◆ **Written exercise**
Rewrite the listing below with "dark eye" changed to "round eye", keeping everything else the same and leaving out the pictures.
--- BEGIN Entries supplied ---
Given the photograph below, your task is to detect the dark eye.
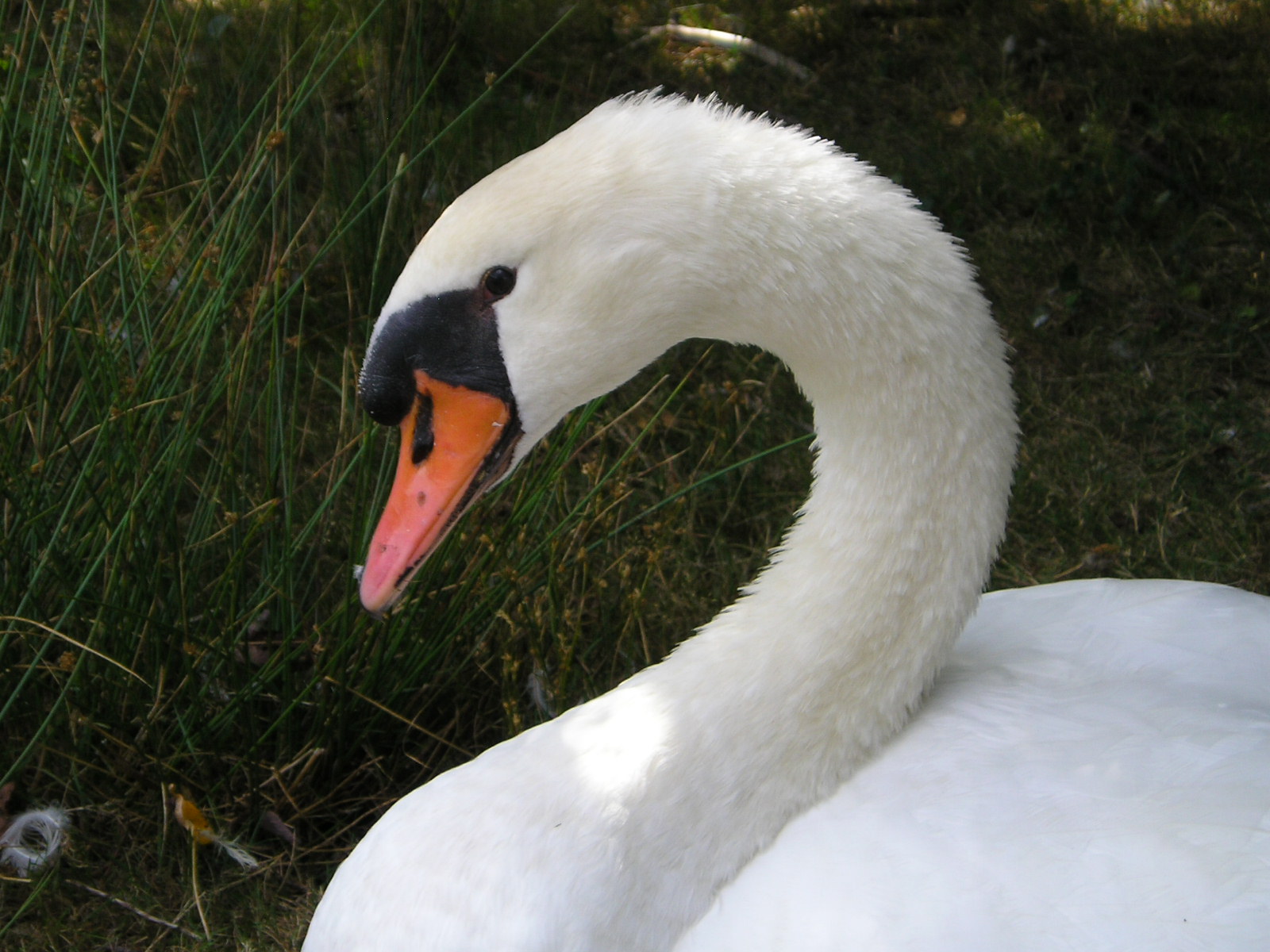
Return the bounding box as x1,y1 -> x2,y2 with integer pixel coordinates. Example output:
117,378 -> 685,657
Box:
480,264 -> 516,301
--- END Entries supplied ---
◆ **Final result**
Given the photograph below, your task is to detect the round eye.
Return the bounding box as x1,y1 -> x2,y2 with integer pixel coordinates. Example output:
117,378 -> 685,657
Box:
480,264 -> 516,301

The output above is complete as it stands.